***** Text excerpt *****

Construction on one phase of the Dixie Avenue project in Elizabethtown is winding down.
The section between Ring Road and U.S. 31W Bypass, phase II of the $13.54-million U.S. 31W Reconstruction Project, is slated for completion at the end of this month, according to Kentucky Transportation Cabinet District 4 spokesman Chris Jessie.
He said that phase includes the bypass intersection.
Phase III of the project consists of the section between the bypass and St. John Road.
Jessie said the project was divided to reduce both traffic disruptions and complications for area businesses.
“We have to maintain access to every business down through there as best as we can,” he said. “You can’t do that through five or six miles, but you can micromanage it into smaller chunks.”
In addition to road resurfacing, the project includes the construction of several Reduced Conflict U-Turns. Between 2013 and 2017, the transportation cabinet said there were 2,248 collisions recorded within the project area, including nine fatalities and 413 injury crashes. Jessie said using the RCUTs will improve safety.
“Part of the design is to prohibit people from making movements that cause crashes,” he said. “We have more traffic, we have more distractions; driving today is just different than it was 20 or 30 years ago.”
He said the RCUTs force drivers to make right turns, join the flow of traffic and get to a safe place to turn around instead of trying to cross multiple lanes of traffic to turn left.
RCUTs are being implemented all over the world, Jessie said.
“This is not an Elizabethtown thing, a Hardin County thing or a Kentucky thing,” he said. “This is a modern-way-of-designing-traffic thing.”
In June, supply chain issues, specifically concrete shortages, forced scheduling modifications to the project.
“We allowed the contractor to work around the [shortage] by extending the project further to the south and starting work down toward the hospital,” Jessie said. “Originally, that was not the idea, but with the concrete shortage, they were going to be sitting and doing nothing if we had to wait on concrete a lot.”
He said recent weather had put progress slightly behind.
“Even if it doesn’t rain all day, they can’t go out there and start pouring concrete with the threat of rain, especially heavy rain,” he said. “The weather has really affected the schedule, but we’re still on pace, and it’s looking like we’re going to get paving work finished by the end of this construction season.”
He said the contractor, Louisville Paving Co., has a deadline of Dec. 5.
“If we don’t get done with anything this year, it’s probably going to be the touch-up type stuff like sidewalk work and seeding of grassy areas,” Jessie said.

***** Supplied material *****

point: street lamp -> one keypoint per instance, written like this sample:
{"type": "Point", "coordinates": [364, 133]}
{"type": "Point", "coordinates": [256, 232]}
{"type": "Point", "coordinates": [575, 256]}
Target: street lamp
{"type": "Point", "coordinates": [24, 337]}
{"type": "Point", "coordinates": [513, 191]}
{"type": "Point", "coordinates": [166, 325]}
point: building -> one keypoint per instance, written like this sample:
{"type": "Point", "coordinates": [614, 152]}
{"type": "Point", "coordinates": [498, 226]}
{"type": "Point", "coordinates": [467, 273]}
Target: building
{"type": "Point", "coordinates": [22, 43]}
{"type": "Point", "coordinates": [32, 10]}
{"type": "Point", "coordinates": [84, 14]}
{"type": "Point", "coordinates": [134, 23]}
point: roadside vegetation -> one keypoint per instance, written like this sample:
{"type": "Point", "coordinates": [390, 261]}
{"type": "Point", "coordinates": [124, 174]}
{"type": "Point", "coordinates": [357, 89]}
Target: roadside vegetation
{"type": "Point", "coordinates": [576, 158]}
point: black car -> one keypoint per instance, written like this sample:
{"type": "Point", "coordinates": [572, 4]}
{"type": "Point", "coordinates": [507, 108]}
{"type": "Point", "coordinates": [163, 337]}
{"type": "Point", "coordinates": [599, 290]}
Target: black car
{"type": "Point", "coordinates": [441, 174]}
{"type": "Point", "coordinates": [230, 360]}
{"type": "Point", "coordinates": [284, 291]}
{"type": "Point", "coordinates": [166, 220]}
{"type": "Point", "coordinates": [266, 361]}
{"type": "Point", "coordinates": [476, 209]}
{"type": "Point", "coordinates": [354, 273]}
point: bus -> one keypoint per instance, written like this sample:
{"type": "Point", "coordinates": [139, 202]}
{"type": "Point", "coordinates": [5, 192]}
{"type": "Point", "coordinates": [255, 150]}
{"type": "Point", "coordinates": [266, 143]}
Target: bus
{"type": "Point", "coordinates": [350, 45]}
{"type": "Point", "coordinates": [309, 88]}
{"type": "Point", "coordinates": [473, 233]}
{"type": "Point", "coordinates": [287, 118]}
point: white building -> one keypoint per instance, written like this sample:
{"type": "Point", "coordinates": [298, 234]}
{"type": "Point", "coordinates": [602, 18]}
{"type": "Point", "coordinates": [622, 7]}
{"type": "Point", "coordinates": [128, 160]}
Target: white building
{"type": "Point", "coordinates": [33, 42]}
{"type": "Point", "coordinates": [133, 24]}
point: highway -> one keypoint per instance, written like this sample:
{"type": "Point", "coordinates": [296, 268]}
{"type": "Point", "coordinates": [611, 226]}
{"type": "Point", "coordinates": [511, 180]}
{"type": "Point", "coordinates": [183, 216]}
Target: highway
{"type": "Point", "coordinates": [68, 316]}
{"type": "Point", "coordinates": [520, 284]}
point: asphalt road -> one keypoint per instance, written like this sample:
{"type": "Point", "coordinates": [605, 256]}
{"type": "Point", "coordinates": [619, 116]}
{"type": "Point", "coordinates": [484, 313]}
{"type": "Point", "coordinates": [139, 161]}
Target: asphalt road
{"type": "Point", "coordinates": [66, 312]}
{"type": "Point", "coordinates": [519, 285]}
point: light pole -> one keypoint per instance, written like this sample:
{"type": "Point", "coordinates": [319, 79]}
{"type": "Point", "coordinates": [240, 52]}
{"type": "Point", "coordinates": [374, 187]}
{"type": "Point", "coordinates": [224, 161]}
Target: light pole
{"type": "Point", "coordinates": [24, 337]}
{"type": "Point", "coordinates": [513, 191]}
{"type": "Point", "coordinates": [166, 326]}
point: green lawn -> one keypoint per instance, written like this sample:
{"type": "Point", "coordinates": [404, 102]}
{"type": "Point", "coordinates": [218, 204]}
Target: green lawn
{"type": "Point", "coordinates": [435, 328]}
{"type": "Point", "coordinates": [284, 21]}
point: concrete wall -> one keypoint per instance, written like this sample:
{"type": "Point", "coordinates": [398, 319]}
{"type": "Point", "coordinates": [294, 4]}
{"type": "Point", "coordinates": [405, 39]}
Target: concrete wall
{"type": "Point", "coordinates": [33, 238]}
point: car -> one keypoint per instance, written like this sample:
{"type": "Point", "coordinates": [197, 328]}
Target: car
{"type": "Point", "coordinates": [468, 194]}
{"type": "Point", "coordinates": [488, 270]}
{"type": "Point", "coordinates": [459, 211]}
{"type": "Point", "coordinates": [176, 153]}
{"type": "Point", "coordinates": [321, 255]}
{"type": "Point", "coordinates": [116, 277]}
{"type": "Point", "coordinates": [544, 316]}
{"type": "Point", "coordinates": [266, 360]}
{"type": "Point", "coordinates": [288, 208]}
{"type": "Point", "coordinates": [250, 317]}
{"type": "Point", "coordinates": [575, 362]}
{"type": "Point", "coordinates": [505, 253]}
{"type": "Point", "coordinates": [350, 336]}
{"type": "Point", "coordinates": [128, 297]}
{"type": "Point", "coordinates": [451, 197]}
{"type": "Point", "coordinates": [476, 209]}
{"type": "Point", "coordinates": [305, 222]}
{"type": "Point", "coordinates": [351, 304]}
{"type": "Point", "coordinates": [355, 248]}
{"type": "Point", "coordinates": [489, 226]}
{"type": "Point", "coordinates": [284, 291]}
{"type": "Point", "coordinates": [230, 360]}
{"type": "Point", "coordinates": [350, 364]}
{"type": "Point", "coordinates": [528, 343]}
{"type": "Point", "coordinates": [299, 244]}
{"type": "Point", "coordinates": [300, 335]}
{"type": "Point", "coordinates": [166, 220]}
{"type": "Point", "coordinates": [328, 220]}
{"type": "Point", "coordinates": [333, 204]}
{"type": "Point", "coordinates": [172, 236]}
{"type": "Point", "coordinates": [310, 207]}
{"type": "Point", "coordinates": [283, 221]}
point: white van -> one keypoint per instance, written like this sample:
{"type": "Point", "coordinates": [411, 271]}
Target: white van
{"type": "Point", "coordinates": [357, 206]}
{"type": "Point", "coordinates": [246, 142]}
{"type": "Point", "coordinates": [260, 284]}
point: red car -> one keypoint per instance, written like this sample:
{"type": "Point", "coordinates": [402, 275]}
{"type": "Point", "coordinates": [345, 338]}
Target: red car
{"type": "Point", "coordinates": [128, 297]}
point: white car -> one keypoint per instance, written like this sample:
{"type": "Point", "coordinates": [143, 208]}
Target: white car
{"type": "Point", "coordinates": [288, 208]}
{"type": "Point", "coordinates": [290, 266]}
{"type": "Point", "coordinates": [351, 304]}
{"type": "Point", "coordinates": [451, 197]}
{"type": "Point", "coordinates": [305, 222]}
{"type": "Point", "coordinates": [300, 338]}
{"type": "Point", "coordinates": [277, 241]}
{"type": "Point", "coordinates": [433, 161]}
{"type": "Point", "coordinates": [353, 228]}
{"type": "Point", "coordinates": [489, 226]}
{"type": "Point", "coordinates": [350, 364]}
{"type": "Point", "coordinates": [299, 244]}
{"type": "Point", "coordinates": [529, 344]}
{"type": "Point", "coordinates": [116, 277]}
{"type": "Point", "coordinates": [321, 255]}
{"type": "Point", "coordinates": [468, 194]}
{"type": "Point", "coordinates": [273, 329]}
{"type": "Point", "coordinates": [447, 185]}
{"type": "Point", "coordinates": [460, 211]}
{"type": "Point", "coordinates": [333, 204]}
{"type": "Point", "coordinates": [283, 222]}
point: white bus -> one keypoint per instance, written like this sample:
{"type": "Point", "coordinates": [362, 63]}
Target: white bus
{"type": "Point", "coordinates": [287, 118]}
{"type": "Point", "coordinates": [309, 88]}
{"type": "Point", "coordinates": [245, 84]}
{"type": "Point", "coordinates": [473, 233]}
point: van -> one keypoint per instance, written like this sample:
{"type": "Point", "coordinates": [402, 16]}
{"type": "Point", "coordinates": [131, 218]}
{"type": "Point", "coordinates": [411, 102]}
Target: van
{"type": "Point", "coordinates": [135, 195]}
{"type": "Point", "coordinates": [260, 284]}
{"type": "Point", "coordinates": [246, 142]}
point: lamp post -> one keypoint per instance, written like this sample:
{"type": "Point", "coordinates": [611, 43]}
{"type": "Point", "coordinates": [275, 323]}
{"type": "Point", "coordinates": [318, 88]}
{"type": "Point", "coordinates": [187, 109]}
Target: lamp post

*****

**Parts of the exercise:**
1 > According to the Dixie Avenue project article, which contractor has the Dec. 5 deadline?
2 > Say whether each statement agrees with the Dixie Avenue project article, answering yes or no and quoting the deciding words. (a) Phase III covers the section between the bypass and St. John Road. (b) Concrete shortages in June led to schedule changes. (c) The U.S. 31W Reconstruction Project costs $31.54 million.
The lines come from a separate source.

**Expected responses:**
1 > Louisville Paving Co.

2 >
(a) Yes: "Phase III of the project consists of the section between the bypass and St. John Road."
(b) Yes: "In June, supply chain issues, specifically concrete shortages, forced scheduling modifications to the project."
(c) No: "the $13.54-million U.S. 31W Reconstruction Project"